## Instructions for the task
Reproduce the lines below exactly. Begin with the first, end with the line containing "form | each point like <point>363,118</point>", and leave out the pictures.

[Excerpts from a dataset]
__________

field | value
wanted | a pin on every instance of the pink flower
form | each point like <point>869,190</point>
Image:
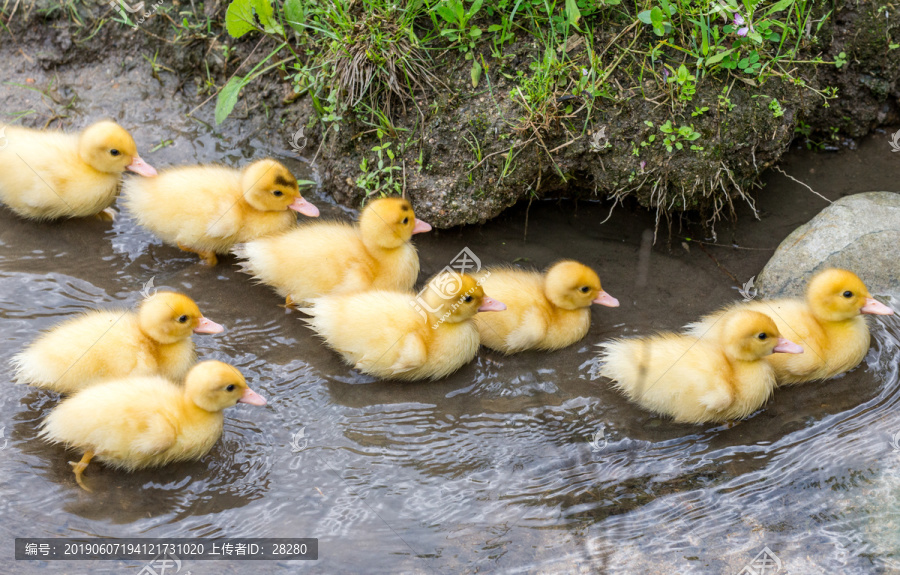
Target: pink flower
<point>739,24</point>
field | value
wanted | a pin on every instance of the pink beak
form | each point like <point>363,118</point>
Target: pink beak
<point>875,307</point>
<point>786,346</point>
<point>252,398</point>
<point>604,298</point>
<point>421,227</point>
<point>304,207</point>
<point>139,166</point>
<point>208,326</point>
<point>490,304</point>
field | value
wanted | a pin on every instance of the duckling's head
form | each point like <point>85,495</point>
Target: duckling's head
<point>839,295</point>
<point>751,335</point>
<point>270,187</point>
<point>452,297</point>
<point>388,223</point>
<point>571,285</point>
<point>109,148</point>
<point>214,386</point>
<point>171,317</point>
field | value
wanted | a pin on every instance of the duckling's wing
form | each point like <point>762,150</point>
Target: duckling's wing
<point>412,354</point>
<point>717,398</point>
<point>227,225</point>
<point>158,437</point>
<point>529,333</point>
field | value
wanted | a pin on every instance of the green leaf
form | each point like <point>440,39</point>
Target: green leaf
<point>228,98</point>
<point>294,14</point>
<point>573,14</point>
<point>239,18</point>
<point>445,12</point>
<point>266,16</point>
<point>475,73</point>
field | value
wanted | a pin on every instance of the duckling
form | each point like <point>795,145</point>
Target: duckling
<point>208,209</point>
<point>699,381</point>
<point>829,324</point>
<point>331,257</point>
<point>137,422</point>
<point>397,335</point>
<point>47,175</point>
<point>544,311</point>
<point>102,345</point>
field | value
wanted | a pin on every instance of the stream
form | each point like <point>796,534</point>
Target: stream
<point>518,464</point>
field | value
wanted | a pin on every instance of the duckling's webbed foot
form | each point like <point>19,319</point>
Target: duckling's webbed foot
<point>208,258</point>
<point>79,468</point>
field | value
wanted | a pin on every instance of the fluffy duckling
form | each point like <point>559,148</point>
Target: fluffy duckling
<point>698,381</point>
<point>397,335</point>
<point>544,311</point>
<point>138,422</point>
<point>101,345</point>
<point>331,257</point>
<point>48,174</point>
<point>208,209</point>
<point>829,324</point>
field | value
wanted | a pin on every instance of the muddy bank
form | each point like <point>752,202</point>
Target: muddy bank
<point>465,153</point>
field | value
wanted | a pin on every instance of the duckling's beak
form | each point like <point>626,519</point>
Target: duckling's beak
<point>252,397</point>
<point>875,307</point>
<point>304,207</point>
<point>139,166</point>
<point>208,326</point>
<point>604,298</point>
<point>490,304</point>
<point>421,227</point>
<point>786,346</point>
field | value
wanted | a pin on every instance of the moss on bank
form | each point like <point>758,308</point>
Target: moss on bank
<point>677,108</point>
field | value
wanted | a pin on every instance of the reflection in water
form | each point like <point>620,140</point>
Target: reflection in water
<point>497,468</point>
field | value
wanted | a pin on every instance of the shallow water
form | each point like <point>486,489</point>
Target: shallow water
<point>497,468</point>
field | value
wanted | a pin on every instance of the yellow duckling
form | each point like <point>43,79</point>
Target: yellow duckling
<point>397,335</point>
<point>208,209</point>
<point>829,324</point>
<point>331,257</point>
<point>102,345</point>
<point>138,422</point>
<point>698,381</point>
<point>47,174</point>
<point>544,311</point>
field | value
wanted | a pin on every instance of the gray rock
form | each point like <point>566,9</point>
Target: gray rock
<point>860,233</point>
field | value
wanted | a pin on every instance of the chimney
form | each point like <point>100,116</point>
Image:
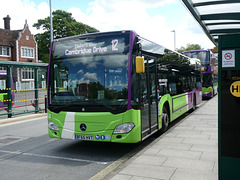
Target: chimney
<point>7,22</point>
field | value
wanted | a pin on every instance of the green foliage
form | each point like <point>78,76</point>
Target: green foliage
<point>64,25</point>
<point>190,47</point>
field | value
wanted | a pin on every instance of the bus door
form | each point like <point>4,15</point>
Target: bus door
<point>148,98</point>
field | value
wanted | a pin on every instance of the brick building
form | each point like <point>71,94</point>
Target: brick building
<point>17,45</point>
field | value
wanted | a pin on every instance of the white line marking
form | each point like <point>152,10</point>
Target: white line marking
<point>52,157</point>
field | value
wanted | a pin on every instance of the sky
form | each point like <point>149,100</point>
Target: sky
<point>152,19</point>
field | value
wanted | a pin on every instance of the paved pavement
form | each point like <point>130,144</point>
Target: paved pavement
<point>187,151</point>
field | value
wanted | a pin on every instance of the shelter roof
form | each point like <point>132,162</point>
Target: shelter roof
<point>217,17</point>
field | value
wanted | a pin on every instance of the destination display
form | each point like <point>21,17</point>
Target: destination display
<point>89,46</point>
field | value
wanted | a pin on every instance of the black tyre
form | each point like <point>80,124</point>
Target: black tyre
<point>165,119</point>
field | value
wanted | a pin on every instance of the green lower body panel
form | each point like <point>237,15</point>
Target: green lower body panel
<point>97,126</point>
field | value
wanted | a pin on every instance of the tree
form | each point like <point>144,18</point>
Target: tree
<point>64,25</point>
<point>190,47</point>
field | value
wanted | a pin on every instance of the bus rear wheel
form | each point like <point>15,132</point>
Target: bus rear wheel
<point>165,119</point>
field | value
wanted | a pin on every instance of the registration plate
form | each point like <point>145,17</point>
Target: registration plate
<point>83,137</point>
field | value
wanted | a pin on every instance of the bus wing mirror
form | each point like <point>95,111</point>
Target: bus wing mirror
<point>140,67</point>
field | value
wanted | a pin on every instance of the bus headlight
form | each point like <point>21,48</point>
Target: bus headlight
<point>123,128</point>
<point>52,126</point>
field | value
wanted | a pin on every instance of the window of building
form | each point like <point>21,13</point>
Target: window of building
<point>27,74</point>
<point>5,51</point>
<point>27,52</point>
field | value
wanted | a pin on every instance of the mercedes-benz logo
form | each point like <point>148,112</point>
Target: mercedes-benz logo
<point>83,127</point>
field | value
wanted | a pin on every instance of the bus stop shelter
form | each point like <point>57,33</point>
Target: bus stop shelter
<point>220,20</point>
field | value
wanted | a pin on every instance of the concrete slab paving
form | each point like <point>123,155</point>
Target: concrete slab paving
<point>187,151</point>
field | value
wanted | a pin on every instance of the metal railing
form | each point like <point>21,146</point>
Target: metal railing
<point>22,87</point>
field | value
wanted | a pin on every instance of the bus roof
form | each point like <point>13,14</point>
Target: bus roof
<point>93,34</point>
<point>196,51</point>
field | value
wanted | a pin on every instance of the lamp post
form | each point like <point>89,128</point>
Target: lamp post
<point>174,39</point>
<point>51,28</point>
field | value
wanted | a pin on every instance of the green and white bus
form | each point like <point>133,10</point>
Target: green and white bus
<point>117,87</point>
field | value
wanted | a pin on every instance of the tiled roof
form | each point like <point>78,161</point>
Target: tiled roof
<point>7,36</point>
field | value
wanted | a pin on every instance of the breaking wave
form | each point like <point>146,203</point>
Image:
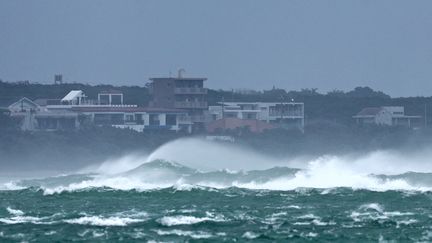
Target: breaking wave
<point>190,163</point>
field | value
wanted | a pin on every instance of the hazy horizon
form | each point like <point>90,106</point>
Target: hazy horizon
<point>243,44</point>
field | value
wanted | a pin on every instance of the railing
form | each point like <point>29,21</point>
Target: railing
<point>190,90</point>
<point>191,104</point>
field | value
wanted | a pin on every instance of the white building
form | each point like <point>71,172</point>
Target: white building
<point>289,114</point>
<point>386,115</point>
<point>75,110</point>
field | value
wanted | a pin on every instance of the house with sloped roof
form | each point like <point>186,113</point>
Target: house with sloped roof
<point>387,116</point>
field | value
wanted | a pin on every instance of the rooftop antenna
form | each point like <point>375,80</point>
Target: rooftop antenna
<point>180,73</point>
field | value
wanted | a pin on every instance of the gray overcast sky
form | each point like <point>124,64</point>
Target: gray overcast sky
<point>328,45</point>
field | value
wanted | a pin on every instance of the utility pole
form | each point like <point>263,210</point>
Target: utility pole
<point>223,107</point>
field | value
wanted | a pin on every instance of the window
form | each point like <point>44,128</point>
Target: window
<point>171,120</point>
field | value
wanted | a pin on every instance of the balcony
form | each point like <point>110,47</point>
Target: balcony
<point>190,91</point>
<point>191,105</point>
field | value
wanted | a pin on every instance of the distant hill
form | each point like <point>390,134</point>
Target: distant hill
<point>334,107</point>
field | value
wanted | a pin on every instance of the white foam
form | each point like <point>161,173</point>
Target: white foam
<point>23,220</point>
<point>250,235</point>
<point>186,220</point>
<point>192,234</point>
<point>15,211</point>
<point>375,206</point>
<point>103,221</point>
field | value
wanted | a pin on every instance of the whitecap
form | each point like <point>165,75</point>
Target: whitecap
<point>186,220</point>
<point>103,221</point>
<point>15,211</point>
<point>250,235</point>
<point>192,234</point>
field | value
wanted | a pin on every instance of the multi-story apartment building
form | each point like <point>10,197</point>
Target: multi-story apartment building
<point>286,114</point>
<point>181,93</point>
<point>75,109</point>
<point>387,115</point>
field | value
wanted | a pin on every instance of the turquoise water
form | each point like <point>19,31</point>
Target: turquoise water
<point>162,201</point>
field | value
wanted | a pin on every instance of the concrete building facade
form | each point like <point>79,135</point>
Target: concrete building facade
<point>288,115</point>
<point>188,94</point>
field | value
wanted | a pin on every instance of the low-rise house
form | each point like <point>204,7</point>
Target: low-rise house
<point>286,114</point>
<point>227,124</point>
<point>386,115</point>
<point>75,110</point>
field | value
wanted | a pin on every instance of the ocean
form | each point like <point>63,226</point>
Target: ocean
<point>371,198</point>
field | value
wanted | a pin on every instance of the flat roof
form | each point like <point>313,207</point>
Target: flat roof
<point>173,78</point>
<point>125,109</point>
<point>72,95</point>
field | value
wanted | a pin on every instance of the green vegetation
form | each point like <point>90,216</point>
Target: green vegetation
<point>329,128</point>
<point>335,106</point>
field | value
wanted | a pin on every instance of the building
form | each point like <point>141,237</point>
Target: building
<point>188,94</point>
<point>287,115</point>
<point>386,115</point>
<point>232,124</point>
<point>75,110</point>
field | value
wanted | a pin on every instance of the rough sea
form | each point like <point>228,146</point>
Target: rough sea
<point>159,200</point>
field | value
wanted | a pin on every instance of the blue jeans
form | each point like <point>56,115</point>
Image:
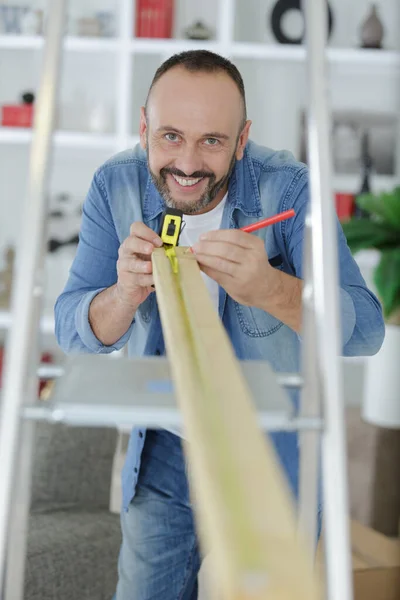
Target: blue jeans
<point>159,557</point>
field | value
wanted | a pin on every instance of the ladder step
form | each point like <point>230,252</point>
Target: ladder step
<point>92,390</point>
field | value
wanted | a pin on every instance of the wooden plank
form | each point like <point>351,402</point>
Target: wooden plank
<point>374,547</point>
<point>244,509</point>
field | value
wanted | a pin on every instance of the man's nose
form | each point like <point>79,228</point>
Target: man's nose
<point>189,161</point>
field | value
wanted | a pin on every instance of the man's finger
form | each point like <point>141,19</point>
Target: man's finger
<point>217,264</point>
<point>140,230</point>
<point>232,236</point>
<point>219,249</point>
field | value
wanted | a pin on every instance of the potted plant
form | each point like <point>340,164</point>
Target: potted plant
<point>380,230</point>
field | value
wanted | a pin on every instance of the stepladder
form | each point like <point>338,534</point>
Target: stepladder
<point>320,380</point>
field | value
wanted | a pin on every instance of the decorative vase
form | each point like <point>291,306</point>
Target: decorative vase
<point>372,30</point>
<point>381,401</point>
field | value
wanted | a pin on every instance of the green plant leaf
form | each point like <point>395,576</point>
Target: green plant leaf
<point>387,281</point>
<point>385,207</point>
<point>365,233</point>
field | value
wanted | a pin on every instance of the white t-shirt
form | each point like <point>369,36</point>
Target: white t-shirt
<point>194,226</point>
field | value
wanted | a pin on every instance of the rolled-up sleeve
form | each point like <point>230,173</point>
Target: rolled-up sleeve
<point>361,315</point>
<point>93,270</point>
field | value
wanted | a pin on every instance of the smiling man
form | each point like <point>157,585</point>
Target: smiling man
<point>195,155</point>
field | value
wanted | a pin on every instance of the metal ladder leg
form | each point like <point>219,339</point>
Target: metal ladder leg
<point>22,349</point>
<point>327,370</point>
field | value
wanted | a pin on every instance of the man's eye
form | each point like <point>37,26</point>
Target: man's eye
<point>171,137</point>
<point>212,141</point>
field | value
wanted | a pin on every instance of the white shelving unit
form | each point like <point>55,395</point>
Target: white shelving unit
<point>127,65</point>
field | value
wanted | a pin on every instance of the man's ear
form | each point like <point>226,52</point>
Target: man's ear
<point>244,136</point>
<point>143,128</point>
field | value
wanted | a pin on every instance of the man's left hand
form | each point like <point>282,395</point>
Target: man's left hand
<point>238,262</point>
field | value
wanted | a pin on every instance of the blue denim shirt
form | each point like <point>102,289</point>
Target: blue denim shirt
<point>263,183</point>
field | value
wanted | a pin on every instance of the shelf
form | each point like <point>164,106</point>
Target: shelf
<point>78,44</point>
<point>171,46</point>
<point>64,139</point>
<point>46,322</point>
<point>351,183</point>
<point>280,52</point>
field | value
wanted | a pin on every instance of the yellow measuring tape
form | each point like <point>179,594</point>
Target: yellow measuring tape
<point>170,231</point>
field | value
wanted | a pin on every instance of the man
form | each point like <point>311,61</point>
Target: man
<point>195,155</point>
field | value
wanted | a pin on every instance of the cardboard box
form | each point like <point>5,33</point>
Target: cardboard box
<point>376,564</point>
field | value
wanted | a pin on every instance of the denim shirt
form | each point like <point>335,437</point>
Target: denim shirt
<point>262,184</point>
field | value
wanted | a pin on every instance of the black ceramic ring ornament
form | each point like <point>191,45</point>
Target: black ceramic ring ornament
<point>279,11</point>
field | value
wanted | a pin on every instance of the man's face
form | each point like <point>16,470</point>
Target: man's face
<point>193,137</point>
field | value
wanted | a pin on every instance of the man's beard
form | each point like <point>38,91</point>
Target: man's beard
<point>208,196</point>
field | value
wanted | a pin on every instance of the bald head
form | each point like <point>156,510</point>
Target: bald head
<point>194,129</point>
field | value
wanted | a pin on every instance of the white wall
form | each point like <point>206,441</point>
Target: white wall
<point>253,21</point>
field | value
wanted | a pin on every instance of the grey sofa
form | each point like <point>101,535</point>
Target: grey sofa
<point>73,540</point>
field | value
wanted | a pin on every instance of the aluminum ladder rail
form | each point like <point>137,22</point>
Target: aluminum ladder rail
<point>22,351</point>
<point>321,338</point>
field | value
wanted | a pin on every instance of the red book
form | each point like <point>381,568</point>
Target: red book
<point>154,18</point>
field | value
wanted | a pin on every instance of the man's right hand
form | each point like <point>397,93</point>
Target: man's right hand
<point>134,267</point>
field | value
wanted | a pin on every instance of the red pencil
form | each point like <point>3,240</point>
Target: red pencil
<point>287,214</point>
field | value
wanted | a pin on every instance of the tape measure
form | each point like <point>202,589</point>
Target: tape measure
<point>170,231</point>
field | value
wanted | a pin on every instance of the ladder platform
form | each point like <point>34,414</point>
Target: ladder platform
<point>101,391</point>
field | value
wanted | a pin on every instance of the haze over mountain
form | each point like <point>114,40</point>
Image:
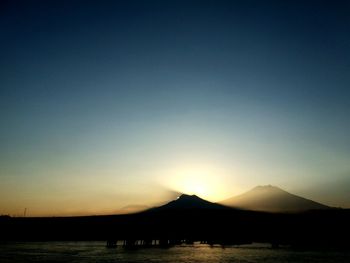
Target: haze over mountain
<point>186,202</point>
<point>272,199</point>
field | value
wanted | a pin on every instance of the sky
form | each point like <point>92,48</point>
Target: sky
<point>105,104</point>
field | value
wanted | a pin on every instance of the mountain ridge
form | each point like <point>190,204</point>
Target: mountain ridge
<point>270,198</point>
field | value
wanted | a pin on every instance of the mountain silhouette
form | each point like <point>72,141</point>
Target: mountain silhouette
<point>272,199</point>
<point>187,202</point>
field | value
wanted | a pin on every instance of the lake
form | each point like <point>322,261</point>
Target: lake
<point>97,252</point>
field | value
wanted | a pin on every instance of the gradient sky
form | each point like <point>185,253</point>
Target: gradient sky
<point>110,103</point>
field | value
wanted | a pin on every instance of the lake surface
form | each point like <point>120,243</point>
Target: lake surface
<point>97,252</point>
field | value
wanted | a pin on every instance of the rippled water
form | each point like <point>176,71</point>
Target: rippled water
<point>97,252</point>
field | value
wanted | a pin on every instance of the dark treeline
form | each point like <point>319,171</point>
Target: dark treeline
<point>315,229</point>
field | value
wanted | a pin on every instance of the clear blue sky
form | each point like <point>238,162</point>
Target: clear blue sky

__________

## Response
field | value
wanted | a pin on every instance of the pink flower
form | each point like <point>869,190</point>
Image:
Target: pink flower
<point>739,24</point>
field | value
wanted | a pin on every instance of the pink beak
form | each point like <point>363,118</point>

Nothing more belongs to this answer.